▶ [EXTRACTED DATA]

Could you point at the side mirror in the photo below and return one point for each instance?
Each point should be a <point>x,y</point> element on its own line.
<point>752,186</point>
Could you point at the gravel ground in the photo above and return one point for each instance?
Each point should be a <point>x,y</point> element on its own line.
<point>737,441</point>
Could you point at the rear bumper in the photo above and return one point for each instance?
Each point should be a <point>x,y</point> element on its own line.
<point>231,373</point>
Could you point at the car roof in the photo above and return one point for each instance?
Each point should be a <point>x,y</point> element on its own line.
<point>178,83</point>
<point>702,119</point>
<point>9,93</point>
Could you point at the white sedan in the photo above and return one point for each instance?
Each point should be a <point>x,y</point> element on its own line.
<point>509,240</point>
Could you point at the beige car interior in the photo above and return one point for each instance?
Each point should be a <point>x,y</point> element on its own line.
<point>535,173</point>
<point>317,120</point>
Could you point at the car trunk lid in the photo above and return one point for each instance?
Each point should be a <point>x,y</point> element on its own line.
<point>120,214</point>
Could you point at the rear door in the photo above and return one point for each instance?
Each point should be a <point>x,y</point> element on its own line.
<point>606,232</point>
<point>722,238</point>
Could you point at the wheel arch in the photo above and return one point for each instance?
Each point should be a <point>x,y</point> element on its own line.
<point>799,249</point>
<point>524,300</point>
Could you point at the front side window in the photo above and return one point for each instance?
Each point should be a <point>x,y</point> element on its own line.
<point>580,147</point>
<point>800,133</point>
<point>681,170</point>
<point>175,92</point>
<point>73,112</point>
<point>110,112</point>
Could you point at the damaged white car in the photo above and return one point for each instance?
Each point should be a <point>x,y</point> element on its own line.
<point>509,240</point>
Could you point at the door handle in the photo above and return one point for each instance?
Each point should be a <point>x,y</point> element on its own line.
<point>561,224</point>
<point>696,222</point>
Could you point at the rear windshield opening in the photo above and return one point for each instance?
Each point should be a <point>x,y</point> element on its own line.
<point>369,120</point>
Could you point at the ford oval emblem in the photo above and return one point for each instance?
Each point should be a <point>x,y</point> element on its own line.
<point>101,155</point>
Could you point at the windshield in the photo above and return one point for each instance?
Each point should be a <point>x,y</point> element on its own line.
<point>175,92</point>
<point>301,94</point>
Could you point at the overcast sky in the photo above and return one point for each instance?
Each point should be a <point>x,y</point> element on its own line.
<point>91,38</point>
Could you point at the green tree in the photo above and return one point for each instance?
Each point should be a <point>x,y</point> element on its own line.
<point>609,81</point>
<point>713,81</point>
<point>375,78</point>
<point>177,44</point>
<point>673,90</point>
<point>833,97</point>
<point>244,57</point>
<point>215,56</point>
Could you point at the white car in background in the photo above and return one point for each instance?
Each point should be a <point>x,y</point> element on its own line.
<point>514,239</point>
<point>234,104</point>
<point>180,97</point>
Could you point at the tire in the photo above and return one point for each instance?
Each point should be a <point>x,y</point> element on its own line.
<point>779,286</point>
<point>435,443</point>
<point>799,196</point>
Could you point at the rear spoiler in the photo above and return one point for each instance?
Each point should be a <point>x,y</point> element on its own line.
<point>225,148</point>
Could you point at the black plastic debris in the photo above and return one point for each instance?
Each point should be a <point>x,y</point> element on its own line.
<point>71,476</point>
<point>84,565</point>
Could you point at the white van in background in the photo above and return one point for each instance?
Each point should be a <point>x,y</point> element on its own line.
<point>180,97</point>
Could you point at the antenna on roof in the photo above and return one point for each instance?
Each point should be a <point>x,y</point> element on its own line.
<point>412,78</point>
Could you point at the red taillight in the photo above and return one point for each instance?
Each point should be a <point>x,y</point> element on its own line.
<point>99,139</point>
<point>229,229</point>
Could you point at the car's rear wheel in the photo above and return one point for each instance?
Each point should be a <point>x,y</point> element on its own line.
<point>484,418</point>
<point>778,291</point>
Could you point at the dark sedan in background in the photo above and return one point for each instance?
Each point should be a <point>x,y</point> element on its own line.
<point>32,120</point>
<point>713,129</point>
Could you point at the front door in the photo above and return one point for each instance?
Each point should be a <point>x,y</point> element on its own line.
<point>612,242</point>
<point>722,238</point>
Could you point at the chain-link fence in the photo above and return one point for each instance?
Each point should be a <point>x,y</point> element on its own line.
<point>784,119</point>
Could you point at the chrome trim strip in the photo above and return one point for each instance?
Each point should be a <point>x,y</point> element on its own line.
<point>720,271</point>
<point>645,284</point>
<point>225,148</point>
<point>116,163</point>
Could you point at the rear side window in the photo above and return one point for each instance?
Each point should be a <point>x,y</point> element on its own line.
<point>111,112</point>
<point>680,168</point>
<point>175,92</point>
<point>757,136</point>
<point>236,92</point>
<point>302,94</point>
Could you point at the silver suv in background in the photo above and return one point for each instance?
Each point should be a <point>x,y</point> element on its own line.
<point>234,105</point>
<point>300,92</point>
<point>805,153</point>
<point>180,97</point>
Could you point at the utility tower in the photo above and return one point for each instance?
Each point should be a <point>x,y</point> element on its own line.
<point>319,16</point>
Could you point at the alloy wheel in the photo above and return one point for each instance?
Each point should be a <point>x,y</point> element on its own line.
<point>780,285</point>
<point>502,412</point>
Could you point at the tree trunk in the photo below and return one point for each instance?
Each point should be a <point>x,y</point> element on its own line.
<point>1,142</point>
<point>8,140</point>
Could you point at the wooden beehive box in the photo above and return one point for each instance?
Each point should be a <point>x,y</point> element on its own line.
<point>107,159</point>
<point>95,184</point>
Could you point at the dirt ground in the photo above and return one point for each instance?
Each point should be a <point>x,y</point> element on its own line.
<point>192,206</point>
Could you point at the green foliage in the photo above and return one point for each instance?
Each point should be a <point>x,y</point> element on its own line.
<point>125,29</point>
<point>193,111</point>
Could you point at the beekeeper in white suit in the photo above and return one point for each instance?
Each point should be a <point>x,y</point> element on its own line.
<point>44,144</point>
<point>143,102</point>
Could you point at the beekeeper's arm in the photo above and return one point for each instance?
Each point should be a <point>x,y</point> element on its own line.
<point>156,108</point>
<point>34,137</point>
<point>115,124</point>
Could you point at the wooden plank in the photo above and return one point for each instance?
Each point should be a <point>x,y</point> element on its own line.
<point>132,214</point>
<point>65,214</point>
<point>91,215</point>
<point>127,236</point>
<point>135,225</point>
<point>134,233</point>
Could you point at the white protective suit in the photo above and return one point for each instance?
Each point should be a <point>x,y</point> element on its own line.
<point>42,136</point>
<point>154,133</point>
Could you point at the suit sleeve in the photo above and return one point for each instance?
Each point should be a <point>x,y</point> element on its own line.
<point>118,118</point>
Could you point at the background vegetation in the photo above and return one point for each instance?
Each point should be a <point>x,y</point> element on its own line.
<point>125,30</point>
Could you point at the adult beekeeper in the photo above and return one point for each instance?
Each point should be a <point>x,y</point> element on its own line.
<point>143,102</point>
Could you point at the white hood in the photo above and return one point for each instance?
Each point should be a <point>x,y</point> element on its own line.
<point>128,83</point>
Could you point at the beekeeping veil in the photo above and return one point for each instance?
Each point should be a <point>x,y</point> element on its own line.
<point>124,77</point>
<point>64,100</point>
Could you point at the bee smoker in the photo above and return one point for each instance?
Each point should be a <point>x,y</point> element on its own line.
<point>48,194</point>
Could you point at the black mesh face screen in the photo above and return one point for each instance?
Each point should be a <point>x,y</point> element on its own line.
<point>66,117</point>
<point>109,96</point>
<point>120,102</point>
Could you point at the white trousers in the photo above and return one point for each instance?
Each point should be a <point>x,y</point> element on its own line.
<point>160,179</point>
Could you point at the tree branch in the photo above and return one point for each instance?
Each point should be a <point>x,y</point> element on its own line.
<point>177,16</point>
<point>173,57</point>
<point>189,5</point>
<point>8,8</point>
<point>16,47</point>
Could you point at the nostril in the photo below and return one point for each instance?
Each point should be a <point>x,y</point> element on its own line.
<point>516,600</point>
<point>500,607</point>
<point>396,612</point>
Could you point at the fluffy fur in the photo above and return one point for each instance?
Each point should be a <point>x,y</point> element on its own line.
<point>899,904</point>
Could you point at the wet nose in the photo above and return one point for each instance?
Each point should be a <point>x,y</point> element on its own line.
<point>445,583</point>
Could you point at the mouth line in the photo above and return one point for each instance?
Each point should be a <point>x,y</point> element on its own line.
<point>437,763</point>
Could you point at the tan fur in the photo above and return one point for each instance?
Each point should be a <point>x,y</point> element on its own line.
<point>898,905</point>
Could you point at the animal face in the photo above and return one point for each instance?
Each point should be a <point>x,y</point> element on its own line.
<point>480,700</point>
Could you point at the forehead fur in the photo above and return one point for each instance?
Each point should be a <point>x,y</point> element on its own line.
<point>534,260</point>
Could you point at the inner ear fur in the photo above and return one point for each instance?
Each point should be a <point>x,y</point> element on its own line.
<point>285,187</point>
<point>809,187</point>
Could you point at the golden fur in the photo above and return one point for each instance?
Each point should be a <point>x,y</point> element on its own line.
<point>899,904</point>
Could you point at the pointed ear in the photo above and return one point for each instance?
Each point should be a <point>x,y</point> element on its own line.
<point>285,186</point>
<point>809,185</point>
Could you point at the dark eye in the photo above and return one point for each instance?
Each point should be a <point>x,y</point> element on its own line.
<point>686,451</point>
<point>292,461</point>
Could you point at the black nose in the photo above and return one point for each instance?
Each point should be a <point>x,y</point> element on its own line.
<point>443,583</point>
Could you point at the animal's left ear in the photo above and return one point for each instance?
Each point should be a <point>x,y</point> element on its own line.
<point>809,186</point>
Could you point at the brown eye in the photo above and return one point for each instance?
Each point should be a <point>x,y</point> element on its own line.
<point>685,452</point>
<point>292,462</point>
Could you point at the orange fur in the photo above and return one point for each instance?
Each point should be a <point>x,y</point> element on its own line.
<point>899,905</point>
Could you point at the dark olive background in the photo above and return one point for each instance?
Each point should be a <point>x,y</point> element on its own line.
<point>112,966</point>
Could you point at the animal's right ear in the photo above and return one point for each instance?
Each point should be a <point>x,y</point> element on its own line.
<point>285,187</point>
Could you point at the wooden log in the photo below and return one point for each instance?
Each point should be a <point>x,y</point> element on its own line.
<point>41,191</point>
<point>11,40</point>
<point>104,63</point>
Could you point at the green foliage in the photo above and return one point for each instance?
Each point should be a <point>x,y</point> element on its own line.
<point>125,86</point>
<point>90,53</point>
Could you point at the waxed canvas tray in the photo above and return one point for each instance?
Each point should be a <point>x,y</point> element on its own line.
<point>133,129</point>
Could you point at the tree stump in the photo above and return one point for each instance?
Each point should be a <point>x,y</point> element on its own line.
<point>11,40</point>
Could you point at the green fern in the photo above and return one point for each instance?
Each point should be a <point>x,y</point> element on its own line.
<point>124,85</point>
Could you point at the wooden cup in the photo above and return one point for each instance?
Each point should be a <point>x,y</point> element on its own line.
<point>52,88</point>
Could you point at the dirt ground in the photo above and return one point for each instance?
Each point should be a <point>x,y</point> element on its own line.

▶ [EXERCISE DESCRIPTION] Could you repeat the lines between the one holding "Could you point at the utility" and the one holding "<point>319,16</point>", inclusive, switching "utility tower" to "transmission tower" and leaving everything else unchanged?

▶ [PROBLEM SOLUTION]
Could you point at the transmission tower in the photo above and return one point for each instance?
Each point should be a <point>x,y</point> element on its own line.
<point>319,16</point>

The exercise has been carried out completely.